>>>>

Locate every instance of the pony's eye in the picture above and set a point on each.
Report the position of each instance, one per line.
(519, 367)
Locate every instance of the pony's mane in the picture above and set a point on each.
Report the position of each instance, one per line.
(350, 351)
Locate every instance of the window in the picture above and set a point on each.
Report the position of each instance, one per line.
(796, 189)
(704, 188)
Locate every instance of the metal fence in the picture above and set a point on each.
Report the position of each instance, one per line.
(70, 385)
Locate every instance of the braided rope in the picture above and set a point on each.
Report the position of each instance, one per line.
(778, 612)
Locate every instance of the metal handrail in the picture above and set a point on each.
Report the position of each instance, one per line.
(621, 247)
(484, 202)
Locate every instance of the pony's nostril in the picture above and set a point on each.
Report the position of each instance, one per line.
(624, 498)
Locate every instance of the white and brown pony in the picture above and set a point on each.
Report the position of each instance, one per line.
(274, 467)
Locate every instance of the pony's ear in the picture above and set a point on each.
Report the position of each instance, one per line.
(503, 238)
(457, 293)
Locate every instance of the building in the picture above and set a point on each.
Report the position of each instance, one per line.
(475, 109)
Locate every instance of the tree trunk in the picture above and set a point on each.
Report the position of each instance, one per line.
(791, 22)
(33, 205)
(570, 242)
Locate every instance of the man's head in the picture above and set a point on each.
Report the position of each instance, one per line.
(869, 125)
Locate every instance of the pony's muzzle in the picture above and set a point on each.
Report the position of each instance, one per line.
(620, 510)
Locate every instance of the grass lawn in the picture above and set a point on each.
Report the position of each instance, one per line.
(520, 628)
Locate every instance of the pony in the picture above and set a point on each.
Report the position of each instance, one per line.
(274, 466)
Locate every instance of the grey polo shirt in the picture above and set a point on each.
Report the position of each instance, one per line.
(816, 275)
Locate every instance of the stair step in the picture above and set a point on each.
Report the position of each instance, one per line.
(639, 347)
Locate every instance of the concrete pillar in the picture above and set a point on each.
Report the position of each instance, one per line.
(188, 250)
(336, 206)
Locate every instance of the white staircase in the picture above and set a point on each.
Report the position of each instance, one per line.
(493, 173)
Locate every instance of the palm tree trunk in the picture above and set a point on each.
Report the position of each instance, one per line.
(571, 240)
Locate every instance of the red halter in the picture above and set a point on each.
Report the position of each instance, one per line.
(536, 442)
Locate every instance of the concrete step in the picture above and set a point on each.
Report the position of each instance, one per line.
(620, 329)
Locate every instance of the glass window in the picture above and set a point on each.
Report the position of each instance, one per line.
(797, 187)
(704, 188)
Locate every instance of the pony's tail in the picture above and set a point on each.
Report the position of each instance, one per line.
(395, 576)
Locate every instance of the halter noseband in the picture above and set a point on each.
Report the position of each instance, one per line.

<<<<

**Stated task:** Put every line of the data above into a JSON list of strings, one string per line, and leave out any blank lines.

**Output for this exercise:**
[
  "Locate every instance of the pony's eye in the picture above and set a point on each.",
  "Report the position of each instance, one per line.",
  "(519, 367)",
  "Locate every instance of the pony's mane in the picture above and set a point on each.",
  "Report the position of each instance, one per line.",
  "(350, 351)",
  "Locate every instance of the window in the picture above and set a point on each.",
  "Report the position of each instance, one per line.",
  "(796, 189)",
  "(704, 188)",
  "Locate every instance of the metal fence in the picture above and set a point on each.",
  "Report the position of each instance, one per line.",
  "(70, 385)",
  "Locate every instance of the braided rope in the picture above and set a point on each.",
  "Report the position of each instance, one per line.",
  "(778, 612)",
  "Locate every instance of the metal handrail in the picture above and set a point on each.",
  "Report the position of each instance, one per line.",
  "(621, 247)",
  "(484, 202)",
  "Locate every instance of the pony's nostril in the picture above and set a point on each.",
  "Report the position of each instance, one per line.",
  "(624, 498)",
  "Locate every instance of the white and brown pony in the picture above and set a point on each.",
  "Report the position of each instance, one per line.",
  "(274, 467)",
  "Locate every instance of the pony's ear in the picture above and set a point on each.",
  "Report the position of each instance, one per line.",
  "(503, 238)",
  "(457, 293)",
  "Locate every instance of the building in the picture above and set a point on each.",
  "Report the position of each instance, one per line.",
  "(475, 109)",
  "Locate every instance of the tree trunk in the picture above and set a point on each.",
  "Report the position of each instance, one per line.",
  "(791, 22)",
  "(33, 205)",
  "(570, 242)",
  "Locate every instance of the man's head in the picture above and set a point on each.",
  "Report the position of each instance, one per line.",
  "(869, 125)",
  "Locate every instance of the pony's muzzle in the picture above and set a point on each.",
  "Report the position of each instance, one per line.",
  "(620, 510)",
  "Locate every instance of the grass lawn in the picture above and set a point on each.",
  "Report the position of each instance, one per line.",
  "(520, 628)",
  "Locate every instance of the pony in the picture above and set a point on each.",
  "Report the position of each instance, one per line.",
  "(274, 466)",
  "Locate every instance of the grey polo shirt in the picture above and set a point on each.",
  "Report the position of each instance, one per line.",
  "(816, 275)",
  "Locate every instance of the stair step in the picture above and set a point on each.",
  "Report the position of each instance, one per line.",
  "(639, 347)",
  "Locate every instance of the concrete pillar in the picture above and set a point on each.",
  "Report the position of each instance, one per line.",
  "(188, 250)",
  "(336, 206)",
  "Locate every instance of the white staircase in the picture above and set a point on each.",
  "Report the position of each instance, one per line.",
  "(493, 173)",
  "Locate every instance of the palm tree trunk in the picture above and set a point on each.",
  "Report the position of each instance, one per line.",
  "(571, 240)",
  "Locate every instance of the red halter in the picture above and set a point on each.",
  "Report the position of each instance, one per line.",
  "(536, 442)",
  "Locate every instance of the concrete step in the picture above and set a point on each.",
  "Report the position of each instance, one per line.",
  "(620, 329)",
  "Locate every instance of the glass window in the picture above and set a point on each.",
  "Report the position of each instance, one per line.",
  "(797, 187)",
  "(704, 188)",
  "Locate every instance of the pony's tail in the picture above and set a point on each.",
  "Report the position of each instance, one per line.",
  "(395, 576)",
  "Locate every instance of the halter noseband in the picture above and set a point on each.",
  "Report the position of each instance, one per line."
]